Exercise data section start

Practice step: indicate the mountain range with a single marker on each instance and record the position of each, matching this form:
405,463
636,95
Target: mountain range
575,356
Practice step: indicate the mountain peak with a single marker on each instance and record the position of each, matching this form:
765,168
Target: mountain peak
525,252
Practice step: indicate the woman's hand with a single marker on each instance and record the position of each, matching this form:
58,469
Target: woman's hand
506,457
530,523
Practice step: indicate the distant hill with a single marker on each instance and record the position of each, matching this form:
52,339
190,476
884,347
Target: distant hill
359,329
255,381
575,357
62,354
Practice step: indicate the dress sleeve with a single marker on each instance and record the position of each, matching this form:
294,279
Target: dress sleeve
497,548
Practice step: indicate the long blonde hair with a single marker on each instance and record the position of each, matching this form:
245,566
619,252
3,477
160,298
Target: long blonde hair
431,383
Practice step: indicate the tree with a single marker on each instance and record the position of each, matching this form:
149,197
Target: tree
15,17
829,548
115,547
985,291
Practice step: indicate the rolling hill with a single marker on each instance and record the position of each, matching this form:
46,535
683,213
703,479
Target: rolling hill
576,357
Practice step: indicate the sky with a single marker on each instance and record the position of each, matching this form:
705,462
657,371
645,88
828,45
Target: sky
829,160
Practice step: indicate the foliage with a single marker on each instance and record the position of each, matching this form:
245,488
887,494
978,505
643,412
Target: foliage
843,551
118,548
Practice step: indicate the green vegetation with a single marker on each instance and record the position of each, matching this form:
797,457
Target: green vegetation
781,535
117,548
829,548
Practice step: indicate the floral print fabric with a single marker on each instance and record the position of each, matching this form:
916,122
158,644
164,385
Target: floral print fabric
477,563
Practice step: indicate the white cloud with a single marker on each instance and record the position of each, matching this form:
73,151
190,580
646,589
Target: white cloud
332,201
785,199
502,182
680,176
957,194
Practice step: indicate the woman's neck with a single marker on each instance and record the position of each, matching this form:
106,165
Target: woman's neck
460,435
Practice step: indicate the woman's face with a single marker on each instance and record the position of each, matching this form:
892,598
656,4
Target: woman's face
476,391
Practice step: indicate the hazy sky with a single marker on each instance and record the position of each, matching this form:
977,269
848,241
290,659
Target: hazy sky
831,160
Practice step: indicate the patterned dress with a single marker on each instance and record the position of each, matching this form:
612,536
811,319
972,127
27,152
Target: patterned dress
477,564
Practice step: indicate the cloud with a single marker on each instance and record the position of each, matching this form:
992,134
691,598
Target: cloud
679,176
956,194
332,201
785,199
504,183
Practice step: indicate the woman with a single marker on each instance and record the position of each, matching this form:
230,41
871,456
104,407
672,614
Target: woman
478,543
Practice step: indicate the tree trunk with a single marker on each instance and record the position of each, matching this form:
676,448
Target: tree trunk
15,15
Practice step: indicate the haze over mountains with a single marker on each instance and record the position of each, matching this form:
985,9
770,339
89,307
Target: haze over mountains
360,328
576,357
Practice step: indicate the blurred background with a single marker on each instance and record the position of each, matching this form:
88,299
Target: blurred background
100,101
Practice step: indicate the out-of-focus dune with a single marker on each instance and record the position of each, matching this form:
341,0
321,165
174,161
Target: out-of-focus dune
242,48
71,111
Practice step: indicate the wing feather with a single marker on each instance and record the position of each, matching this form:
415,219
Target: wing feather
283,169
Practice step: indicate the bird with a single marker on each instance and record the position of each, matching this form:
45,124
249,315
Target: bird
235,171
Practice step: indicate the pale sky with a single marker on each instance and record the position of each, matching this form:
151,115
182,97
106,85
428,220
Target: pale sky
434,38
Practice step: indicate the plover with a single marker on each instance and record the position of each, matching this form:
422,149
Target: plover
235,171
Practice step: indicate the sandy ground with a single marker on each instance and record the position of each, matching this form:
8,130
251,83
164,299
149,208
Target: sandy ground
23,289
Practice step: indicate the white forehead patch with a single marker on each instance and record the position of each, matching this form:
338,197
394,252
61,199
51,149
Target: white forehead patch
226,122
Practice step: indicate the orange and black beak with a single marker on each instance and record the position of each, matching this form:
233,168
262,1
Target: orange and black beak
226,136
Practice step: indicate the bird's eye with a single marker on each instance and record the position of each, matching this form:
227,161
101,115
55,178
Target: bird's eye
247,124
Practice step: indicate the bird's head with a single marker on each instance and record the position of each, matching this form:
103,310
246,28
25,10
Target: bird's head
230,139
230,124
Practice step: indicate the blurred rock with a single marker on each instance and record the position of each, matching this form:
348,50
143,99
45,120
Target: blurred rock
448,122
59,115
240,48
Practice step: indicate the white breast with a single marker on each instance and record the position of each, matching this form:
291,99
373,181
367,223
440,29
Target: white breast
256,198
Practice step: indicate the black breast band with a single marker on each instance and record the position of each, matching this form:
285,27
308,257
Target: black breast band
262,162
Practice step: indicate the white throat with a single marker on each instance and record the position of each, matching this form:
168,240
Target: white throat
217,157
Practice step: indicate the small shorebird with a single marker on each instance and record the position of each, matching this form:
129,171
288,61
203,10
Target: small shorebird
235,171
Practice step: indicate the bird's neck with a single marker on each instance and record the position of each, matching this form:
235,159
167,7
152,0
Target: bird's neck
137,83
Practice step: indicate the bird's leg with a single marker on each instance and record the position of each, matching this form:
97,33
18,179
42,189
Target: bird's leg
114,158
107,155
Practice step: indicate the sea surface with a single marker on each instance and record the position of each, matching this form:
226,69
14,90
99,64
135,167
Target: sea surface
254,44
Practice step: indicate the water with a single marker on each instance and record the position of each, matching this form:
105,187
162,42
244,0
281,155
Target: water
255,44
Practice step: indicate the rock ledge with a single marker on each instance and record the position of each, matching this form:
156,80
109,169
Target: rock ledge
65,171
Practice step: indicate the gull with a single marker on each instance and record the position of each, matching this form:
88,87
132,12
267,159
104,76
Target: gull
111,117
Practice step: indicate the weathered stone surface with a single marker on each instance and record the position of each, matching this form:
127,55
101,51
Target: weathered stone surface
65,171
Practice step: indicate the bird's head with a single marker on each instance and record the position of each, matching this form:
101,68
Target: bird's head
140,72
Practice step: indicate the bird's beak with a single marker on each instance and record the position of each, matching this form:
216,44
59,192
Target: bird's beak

Exercise data section end

## Work to complete
Extract all of the data exactly as written.

## Task answer
Practice step: indicate the mountain range with a single marker on each instance and record the position of each, matching this form:
405,463
636,95
Target: mountain range
575,356
Practice step: indicate the mountain peak with a single marker on each instance and record the position of each, matching this form:
765,168
Target: mountain peak
525,252
Practice step: indicate the woman's hand with a single marker on each instance and record the position of each, matching this form:
58,469
Target: woman's hand
506,457
530,523
Practice step: indicate the distant hill with a single marker on each instance and record the position of each, matching this form:
52,339
190,476
884,347
Target: distant hill
359,329
255,381
575,357
62,354
Practice step: indicate the dress sleeve with a single marker on each instance and record the position of each, matching this form:
294,279
Target: dress sleeve
497,548
Practice step: indicate the long blonde hair with a single marker on each instance and record the position of each, matching this form:
245,566
619,252
3,477
160,298
Target: long blonde hair
431,383
Practice step: indicate the tree with a single marker on each instance and record the position of each, matching this form:
149,197
Target: tree
15,17
829,548
115,547
985,291
Practice step: indicate the rolling hill with a single marker on each instance and record the position of each, matching this form:
46,535
683,213
703,479
Target: rolling hill
576,357
Practice step: indicate the sky with a single marker on each instance and record the position of each, matching this form:
705,462
657,371
645,88
828,45
Target: sky
829,160
Practice step: indicate the foliage with a single marker on each instance and record the position of each, matching this form:
245,488
887,494
978,505
643,412
Target: foliage
843,551
118,548
Practice step: indicate the green vegetation with a single marker on each instance and record the position of each, matching this form:
797,457
Target: green vegetation
781,535
117,548
829,548
Practice step: indicate the floral print fabric with a single marker on each instance and record the position of each, matching this form:
916,122
158,644
164,385
Target: floral print fabric
477,563
Practice step: indicate the white cloud with a single marker on each instance and record the position of each, matching this form:
73,151
190,580
646,589
Target: white cloud
332,201
785,199
502,182
680,176
957,194
Practice step: indicate the woman's neck with a single marker on each instance and record the position of each, matching this form:
106,165
Target: woman's neck
460,435
Practice step: indicate the woman's face with a single marker on each instance and record the position of each, matching this form:
892,598
656,4
Target: woman's face
476,391
Practice step: indicate the hazy sky with a single marker on each instance and record the position of each, matching this form:
977,269
848,241
290,659
Target: hazy sky
831,160
Practice step: indicate the patterned dress with a single marker on each instance and record the position of each, matching this form:
612,536
811,319
972,127
27,152
Target: patterned dress
477,564
Practice step: indicate the cloud with a single marker on each instance and record the position of each, matching this form:
992,134
691,598
Target: cloud
679,176
956,194
332,201
785,199
504,183
Practice step: indicate the woman with a single marker on each instance and record the position of each, matching this form:
230,41
871,456
104,407
672,614
Target: woman
478,543
Practice step: indicate the tree trunk with a single marker on each instance and record the position of each, matching this form:
676,448
Target: tree trunk
15,15
Practice step: indicate the haze over mountains with a single marker on each instance and record the position of each, matching this form:
985,9
770,339
89,307
Target: haze over mountains
360,328
576,357
Practice step: indicate the blurred background with a single marker on each instance and record the position of each, matching this form:
88,299
Target: blurred background
100,101
Practice step: indicate the out-of-focus dune with a single marker on each instance and record the position of each, matching this form:
341,0
321,165
174,161
Target: out-of-focus dune
242,48
71,111
Practice step: indicate the wing feather with a single marker on each instance and record the position of each, matching this form:
415,219
Target: wing feather
283,169
Practice step: indicate the bird with a single marker on each instance and record the position of each, matching this form:
45,124
249,315
Target: bird
235,171
Practice step: indicate the pale sky with a single marker on each instance and record the position of each, matching this form:
151,115
182,97
106,85
428,220
Target: pale sky
434,38
Practice step: indicate the plover with a single marker on each instance and record the position of each, matching this form:
422,149
Target: plover
235,171
Practice step: indicate the sandy ground with a single marker on each instance and record the position of each, matching this form:
8,130
251,83
164,299
149,208
Target: sandy ground
23,289
Practice step: indicate the white forehead patch with a single marker on each instance and record the position of each, matching this form:
338,197
394,252
61,199
51,149
Target: white forehead patch
226,122
Practice step: indicate the orange and black beak with a single marker on each instance and record the position of each, matching this form:
233,168
262,1
Target: orange and black beak
226,136
Practice step: indicate the bird's eye with a single marker on each instance and record the position of each, matching this form:
227,161
101,115
55,178
Target: bird's eye
247,124
Practice step: indicate the bird's head with a single marker on each instance and record the position of each, matching this form:
103,310
246,28
25,10
Target: bird's head
230,139
230,124
Practice step: indicate the blurred rock with a single marker on each instance and record the position of each, matching this form:
348,50
143,99
45,120
Target: blurred rock
448,122
59,115
240,48
Practice step: indicate the white breast with a single marker on each instance and record the position of each, matching this form:
291,99
373,181
367,223
440,29
Target: white breast
256,198
Practice step: indicate the black breast band with a single marker on each instance and record the position of each, matching this form:
285,27
308,257
Target: black breast band
262,162
Practice step: indicate the white throat with a single marker on each instance and record the position of each, matching this form:
168,240
Target: white throat
217,157
Practice step: indicate the small shorebird with a single marker on each instance and record the position of each, matching this form:
129,171
288,61
203,10
Target: small shorebird
235,171
Practice step: indicate the bird's neck with a single marker on each instance and record the position of each, matching this form:
235,159
167,7
152,0
Target: bird's neck
137,83
Practice step: indicate the bird's leg with a single marker on each instance and record the position of each, matching this form:
97,33
18,179
42,189
Target: bird's leg
114,158
107,155
Practice step: indicate the sea surface with a single marker on each instance and record the position of each, matching this form:
226,69
14,90
99,64
135,167
Target: sea surface
254,44
Practice step: indicate the water with a single marker on each instance and record the position of each, matching this form:
105,187
162,42
244,0
281,155
Target: water
255,44
Practice step: indicate the rock ledge with a single marker on each instance and record the position of each, matching this form:
156,80
109,169
Target: rock ledge
65,171
Practice step: indicate the gull with a single marker on each instance and record the position of each, matching this form:
88,87
132,12
267,159
104,76
Target: gull
111,117
Practice step: indicate the weathered stone surface with a single marker on each instance and record the position of each, matching this form:
127,55
101,51
Target: weathered stone surface
65,171
Practice step: indicate the bird's head with a single marker on each instance and record the position of each, matching this form:
101,68
Target: bird's head
140,72
Practice step: indicate the bird's beak with a single marker on each instance and record the position of each, matching this form:
216,44
59,192
Target: bird's beak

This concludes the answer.